I could list a lot of reasons cited for this discouraging trend, you know, secularism for sure. The loss of respect for religious authority. Another reason, worldliness. But I don't want to do that. I would much rather look at what produces growth, rather than what produces demise, you know what I'm saying? I'd rather look at the glass half full than half empty. Why? Plenty of reasons why churches, even our churches, are in decline.

Why do churches grow?

When it comes to church growth, a lot of experts will immediately begin examining. They'll examine your building, or they'll examine your staff, or how organized you are, or how much is in the collection plate. A lot of church growth specialists are going to look at all of these variables. I'm not saying that these things are not important, but that's usually the first place they begin to look at. But the very first place to look to make sure a church is on the right track for growth is its beliefs, not its building.

Oh yes, many will say, well, we believe in the Bible, we also believe in Jesus! But many churches actually say this, and yet, they don't experience any growth. The key to biblical growth, blessed by God. Because you know what? Even the Church of Satan grows, right? Even the church dedicated to Satan. I've even seen churches dedicated to smoking pot! And they grow! They might not be able to say God is blessing them but they grow.

All kinds of churches grow. but the key to biblical growth, the growth that we see in the Scriptures, the growth blessed by the God of the Bible, is to examine what the church believes about the Bible and its teachings, and Jesus Christ. In the end, great churches whose growth is constant and also blessed by God have three basic beliefs that serve as a foundation for their actions, their beliefs, and their growth.

Now please understand that I'm not raising these particular teachings above other teachings. Because there's so many teachings in the Bible. And I'm not saying that other biblical doctrines can be set aside in favor of just these three. That's always the problem when you kind of just take two or three of something. What I'm proposing here is that churches that experience growth all share the practice of teaching and emphasizing the ideas that I'm going to talk about tonight. That's my point.

One of the things that all growing churches have in common is that they all teach and promote certain basic ideas from the Bible. Not to the exclusion of other teachings, but these three that I'm going to share with you are at the forefront of their biblical doctrine. Because if you don't get these right, it doesn't matter what else you teach! Okay, so growing churches believe and teach that number one, the universal problem of man is sin. That's the basic teaching. This problem is explained in detail in Romans, chapters one, two, and three, and summarized by Paul when he said that "All have sinned "and fall short of the glory of God." Romans 3, verse 23.

Now, the conclusion statement is very clear. All have sinned, there's no room for compromise or for a different interpretation. Now, the Bible also gives us practical examples of this truth in the conversion stories of different people. For example, in Acts, chapter eight, verse 25 and following, Luke describes the conversion of a eunuch. He was an African, he came from Ethiopia. And I'm going to string these together in a moment, to demonstrate the point I'm trying to make here.

But just stay with me here. These four characters I'm going to give you. The conversion stories of four different individuals in the Bible. One, the eunuch. Later on in the Acts, chapter nine, Luke also describes the conversion of Saul, a Jew from Northern Israel.

▶ [GOAL OF THE EXERCISE]: Can you continue the sermon on church growth, picking up right after its last sentence about Saul's conversion?

▶ [RECORD EXCERPTS]:
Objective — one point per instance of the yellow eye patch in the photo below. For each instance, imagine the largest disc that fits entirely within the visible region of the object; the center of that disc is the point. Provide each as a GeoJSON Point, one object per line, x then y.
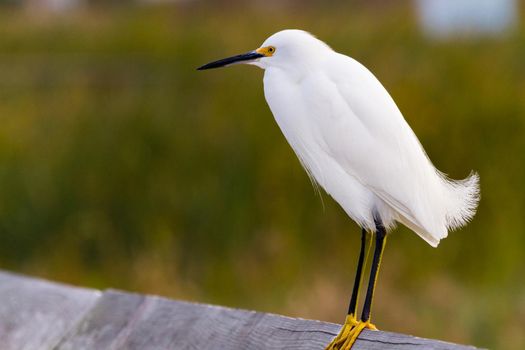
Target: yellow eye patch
{"type": "Point", "coordinates": [266, 51]}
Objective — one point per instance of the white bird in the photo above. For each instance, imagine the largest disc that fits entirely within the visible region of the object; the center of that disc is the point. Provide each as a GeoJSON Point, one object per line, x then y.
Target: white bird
{"type": "Point", "coordinates": [353, 141]}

▶ [ANSWER]:
And then in chapter 10 of the Book of Acts, Luke talks about the conversion of Cornelius, a Roman soldier with a Latin background. And then in chapter 16 of the Book of Acts, once again, Luke describes the conversion of a Greek woman while pursuing his ministry in what is now known as Europe.

Four different people, okay? Now here's my point. You could not find a wider variety of people in cultures than these four people. You have the black eunuch, a political advisor to an African queen. You had the Jew, who was a lawyer and teacher to a fanatical sect within Judaism, the Pharisees.

You had the soldier, a career military officer from an emperor-worshiping pagan society. And then you had the woman, a business entrepreneur, from the philosophically elitist Greek culture. Could you get four people who were more different in culture, in temperament, in teaching, and philosophy, and religion? Now, these people had only one thing in common.

One thing that was universal among them, and that was that they were sinners, and they knew that they were sinning. The only thing they shared in common. You know, I'm all for support groups, I'm all for that.

Alcoholics Anonymous like programs. They have them for alcohol, obviously. They also have them for drugs, for food, for shopping, Shopper's Anonymous, you know, whatever. And I personally as a minister, I use other professional counselors.

You know, I refer people to counselors, because I think there's a time, and counselors can help people. And I think that sometimes, medication is needed to handle psychological problems. You know, if you're clinically depressed, you can't just pick yourself up by your bootstraps and make yourself better.

There's a chemical imbalance going on, and many times, it needs to be treated with medication. But I don't think that all of these things, these support groups and these helps and so on and so forth, I don't think that these things are a final solution.

I don't believe that programs like these are the final solution, because none of them deal with the essential problem that causes all psychological and emotional and spiritual problems in one way or another, and that is sin.

You know, if your father was an alcoholic, and he beat your mother, and he abandoned you, he beat you and then he abandoned you, you are going to suffer some psychological harm, growing up. You might be predisposed to alcohol.

You may have a violent temper, you might have bad dreams. You may be depressed. Not because you did anything wrong, but maybe because things that were wrong were done to you by an alcoholic father, mother, whatever, right? So sometimes it's not just your sins that mess up your life, sometimes it's the sins of other people that mess up your life! But one thing remains the same, sin is the problem.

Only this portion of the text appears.